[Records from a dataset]
start

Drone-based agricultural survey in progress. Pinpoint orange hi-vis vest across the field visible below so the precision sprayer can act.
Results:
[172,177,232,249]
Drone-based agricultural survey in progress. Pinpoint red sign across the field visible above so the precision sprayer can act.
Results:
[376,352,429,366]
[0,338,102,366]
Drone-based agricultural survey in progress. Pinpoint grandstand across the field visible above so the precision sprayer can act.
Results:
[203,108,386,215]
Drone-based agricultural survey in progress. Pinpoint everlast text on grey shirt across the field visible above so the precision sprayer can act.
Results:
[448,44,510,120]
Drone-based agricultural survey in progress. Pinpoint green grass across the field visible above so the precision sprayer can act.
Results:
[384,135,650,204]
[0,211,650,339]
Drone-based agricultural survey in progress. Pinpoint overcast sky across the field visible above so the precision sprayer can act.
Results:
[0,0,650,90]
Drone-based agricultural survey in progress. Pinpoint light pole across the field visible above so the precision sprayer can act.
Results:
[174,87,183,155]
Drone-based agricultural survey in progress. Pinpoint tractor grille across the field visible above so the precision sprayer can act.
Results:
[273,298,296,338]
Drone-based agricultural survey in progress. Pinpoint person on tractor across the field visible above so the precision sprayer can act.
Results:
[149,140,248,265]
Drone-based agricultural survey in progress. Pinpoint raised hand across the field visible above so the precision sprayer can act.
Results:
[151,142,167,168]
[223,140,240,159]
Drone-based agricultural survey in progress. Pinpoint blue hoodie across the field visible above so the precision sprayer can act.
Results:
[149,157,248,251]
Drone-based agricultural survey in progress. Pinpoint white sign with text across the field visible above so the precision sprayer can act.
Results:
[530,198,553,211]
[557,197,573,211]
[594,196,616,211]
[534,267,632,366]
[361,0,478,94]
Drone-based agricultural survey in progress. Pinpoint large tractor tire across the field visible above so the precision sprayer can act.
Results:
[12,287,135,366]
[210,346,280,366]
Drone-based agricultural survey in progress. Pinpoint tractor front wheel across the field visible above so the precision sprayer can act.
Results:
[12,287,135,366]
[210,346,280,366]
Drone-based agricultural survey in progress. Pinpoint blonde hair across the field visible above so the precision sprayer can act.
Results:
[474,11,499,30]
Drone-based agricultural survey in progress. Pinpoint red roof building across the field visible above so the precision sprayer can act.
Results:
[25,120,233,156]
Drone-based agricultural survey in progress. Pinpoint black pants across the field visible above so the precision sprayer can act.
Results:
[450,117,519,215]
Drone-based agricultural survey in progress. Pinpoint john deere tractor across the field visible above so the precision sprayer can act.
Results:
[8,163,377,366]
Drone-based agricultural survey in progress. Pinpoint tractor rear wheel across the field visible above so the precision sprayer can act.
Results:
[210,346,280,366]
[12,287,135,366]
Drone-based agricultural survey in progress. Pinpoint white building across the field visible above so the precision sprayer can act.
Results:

end

* **EXERCISE DETAILS**
Reproduce all of the lines above with "precision sprayer" swapped for "spot sprayer" wherever it occurs, keeping everything else the same.

* **SOLUTION FOR THIS EXERCISE**
Drone-based agricultural survey in progress. Pinpoint orange hi-vis vest across the field visible below so the spot sprayer can act.
Results:
[172,177,232,249]
Drone-based agricultural survey in progress. Pinpoint red sign across the field visible above so the spot sprayer can act.
Results:
[376,352,429,366]
[0,338,102,366]
Drone-based agricultural survey in progress. Pinpoint grandstand across the field visible above so the spot sprayer can act.
Results:
[203,108,386,215]
Drone-based agricultural survey in progress. Pinpoint everlast text on grey shirt across the field visible above so the spot sprayer can act.
Results:
[448,44,510,120]
Drone-based agricultural survey in progress. Pinpoint green grass across the field visible above so the spot sprayer can act.
Results:
[384,135,650,204]
[0,211,650,339]
Drone-based agricultural survey in progress. Pinpoint overcast sky across the field visible above so the spot sprayer can act.
Results:
[0,0,650,90]
Drone-based agricultural survey in progress. Pinpoint light pole across the field visible above so the spot sprayer can act.
Results:
[174,87,183,155]
Drone-based agricultural survey in progress. Pinpoint tractor grille across the field visible above so the spot sprayer can act.
Results:
[273,298,296,338]
Drone-based agricultural survey in progress. Pinpoint person on tractor across the field visible above so the spot sprayer can act.
Results:
[149,140,248,265]
Drone-based agricultural survey in progress. Pinpoint raised hand across the field visible above so the spot sprayer can act.
Results:
[151,142,167,168]
[223,140,240,159]
Drone-based agricultural survey in progress. Pinpoint blue hoodie across the field visible above so the spot sprayer can act.
Results:
[149,157,248,251]
Drone-based agricultural survey in progress. Pinpoint white sign with text across the field visible above so the spot sprayer can act.
Results:
[530,198,553,211]
[557,197,573,211]
[594,196,616,211]
[534,267,632,366]
[361,0,478,94]
Drone-based agricultural survey in progress. Pinpoint large tractor tire across the field visible above so the spot sprayer can act.
Results:
[12,287,135,366]
[210,346,280,366]
Drone-based agricultural survey in progress. Pinpoint tractor front wheel across the field visible above so the spot sprayer can act.
Results:
[12,287,135,366]
[210,346,280,366]
Drone-based agricultural survey in progress. Pinpoint blonde hair across the field visible above so the spot sprayer can act.
Results:
[474,11,499,30]
Drone-based agricultural survey in progress. Pinpoint red roof building across the field visible above so the spot sprayer can act.
Results:
[25,120,233,156]
Drone-based agricultural survey in progress. Pinpoint black pants across the field visible above so the spot sprayer can act.
Results:
[450,117,519,215]
Drone-based agricultural survey in progress. Pinpoint john deere tractor across the field visible above so the spot sprayer can act.
Results:
[8,163,377,366]
Drone-based agricultural survey in progress. Pinpoint tractor rear wheel across the field visible above so the spot sprayer can act.
Results:
[210,346,280,366]
[12,287,135,366]
Drone-based agricultural survey in progress. Pinpoint white building across the field visible above so the spot sprayer can act.
Results:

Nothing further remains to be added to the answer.